◆ **Problem details**: Rewrite every line of all the items below as a single numbered list, leaving out the blank lines.

◆ **Provided information**:
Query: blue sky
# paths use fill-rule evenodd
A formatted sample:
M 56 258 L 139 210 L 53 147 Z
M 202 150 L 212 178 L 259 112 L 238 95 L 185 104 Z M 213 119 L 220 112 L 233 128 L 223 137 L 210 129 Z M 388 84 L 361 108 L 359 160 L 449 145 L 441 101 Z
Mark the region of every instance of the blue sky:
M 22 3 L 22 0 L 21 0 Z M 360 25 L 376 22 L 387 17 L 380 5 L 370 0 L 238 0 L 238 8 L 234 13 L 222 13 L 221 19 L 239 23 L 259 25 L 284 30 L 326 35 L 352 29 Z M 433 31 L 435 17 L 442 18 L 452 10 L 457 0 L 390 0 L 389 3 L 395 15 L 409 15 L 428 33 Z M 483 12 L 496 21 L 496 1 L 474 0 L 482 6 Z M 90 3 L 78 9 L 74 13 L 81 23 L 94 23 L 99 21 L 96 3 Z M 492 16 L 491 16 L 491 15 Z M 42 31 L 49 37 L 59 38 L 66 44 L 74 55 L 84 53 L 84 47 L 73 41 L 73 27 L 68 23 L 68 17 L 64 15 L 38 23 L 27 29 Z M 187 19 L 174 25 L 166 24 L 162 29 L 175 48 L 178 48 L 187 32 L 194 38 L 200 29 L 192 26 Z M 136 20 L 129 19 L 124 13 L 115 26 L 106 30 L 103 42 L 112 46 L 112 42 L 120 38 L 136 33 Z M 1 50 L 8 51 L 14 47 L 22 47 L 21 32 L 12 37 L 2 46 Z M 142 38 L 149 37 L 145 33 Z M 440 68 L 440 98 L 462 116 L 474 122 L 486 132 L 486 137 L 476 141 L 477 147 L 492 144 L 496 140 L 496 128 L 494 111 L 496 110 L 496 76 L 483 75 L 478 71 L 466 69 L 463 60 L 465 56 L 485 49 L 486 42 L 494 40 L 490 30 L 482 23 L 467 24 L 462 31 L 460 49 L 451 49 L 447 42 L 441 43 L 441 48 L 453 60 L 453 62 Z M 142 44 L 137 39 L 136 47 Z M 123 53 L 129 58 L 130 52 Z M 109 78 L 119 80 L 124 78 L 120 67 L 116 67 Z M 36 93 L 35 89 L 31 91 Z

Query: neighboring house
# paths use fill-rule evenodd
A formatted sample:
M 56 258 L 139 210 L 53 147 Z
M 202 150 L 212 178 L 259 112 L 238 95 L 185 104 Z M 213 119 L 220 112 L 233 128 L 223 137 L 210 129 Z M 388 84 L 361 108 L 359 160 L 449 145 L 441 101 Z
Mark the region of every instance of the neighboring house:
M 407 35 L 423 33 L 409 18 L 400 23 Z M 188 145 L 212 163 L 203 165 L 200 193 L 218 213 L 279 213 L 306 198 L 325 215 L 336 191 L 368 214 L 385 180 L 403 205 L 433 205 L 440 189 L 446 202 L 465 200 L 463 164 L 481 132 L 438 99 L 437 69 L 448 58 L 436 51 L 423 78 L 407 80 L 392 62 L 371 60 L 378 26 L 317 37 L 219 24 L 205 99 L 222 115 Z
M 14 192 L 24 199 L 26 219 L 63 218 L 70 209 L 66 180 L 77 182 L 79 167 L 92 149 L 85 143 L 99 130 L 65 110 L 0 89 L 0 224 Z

◆ **Output of the exercise**:
1. Query: blue sky
2. # paths use fill-rule evenodd
3. A formatted sample:
4. M 56 258 L 139 210 L 53 147 Z
5. M 202 150 L 212 178 L 259 112 L 238 95 L 185 104 Z M 213 119 L 220 112 L 233 128 L 223 137 L 210 129 Z M 388 84 L 361 108 L 359 160 L 449 145 L 441 101 Z
6. Mark the region of every instance of the blue sky:
7. M 22 3 L 22 0 L 21 0 Z M 360 25 L 376 22 L 387 17 L 380 5 L 370 0 L 238 0 L 238 8 L 234 13 L 222 13 L 221 19 L 239 23 L 259 25 L 284 30 L 326 35 L 352 29 Z M 433 31 L 435 17 L 442 18 L 452 10 L 457 0 L 390 0 L 389 3 L 395 15 L 409 15 L 428 33 Z M 483 12 L 496 21 L 496 1 L 474 0 L 482 6 Z M 90 3 L 78 9 L 74 13 L 81 23 L 94 23 L 99 21 L 96 3 Z M 492 16 L 491 16 L 491 15 Z M 42 31 L 49 37 L 59 38 L 66 44 L 74 55 L 84 53 L 84 47 L 73 41 L 73 27 L 68 23 L 68 17 L 64 15 L 38 23 L 27 29 Z M 187 19 L 174 25 L 166 24 L 162 29 L 175 48 L 178 48 L 187 32 L 194 38 L 200 29 L 192 26 Z M 136 20 L 129 19 L 124 13 L 115 26 L 106 30 L 103 42 L 112 46 L 112 42 L 120 38 L 136 33 Z M 1 50 L 8 51 L 14 47 L 22 47 L 21 32 L 12 37 L 2 46 Z M 142 38 L 149 37 L 145 33 Z M 440 68 L 440 98 L 462 116 L 474 122 L 486 132 L 486 137 L 476 141 L 477 147 L 492 144 L 496 140 L 496 128 L 494 111 L 496 110 L 496 76 L 483 75 L 478 71 L 466 69 L 463 60 L 465 56 L 485 49 L 486 42 L 494 40 L 490 30 L 482 23 L 467 24 L 462 31 L 460 49 L 451 49 L 447 42 L 441 43 L 441 48 L 453 60 L 453 62 Z M 142 44 L 137 39 L 136 47 Z M 123 53 L 129 58 L 130 52 Z M 109 78 L 119 80 L 124 78 L 120 67 L 116 67 Z M 36 93 L 35 89 L 31 91 Z
8. Query: neighboring house
9. # paths use fill-rule evenodd
10. A formatted sample:
11. M 56 258 L 139 210 L 53 147 Z
12. M 202 150 L 212 178 L 259 112 L 238 95 L 185 104 Z M 213 119 L 220 112 L 233 128 L 223 137 L 210 129 Z M 388 84 L 361 108 L 359 160 L 449 145 L 441 101 Z
13. Mark the region of every instance of the neighboring house:
14. M 407 35 L 423 33 L 409 18 L 400 23 Z M 188 145 L 212 163 L 203 165 L 200 193 L 218 213 L 279 213 L 306 198 L 325 215 L 336 191 L 368 214 L 385 180 L 403 205 L 433 205 L 440 189 L 446 202 L 465 200 L 463 164 L 481 132 L 438 99 L 437 69 L 448 58 L 436 51 L 423 78 L 407 80 L 392 62 L 371 60 L 378 26 L 317 37 L 219 24 L 205 99 L 222 115 Z
15. M 14 192 L 24 199 L 26 219 L 63 218 L 70 209 L 66 180 L 77 182 L 79 167 L 92 149 L 85 143 L 99 130 L 65 110 L 0 89 L 0 224 Z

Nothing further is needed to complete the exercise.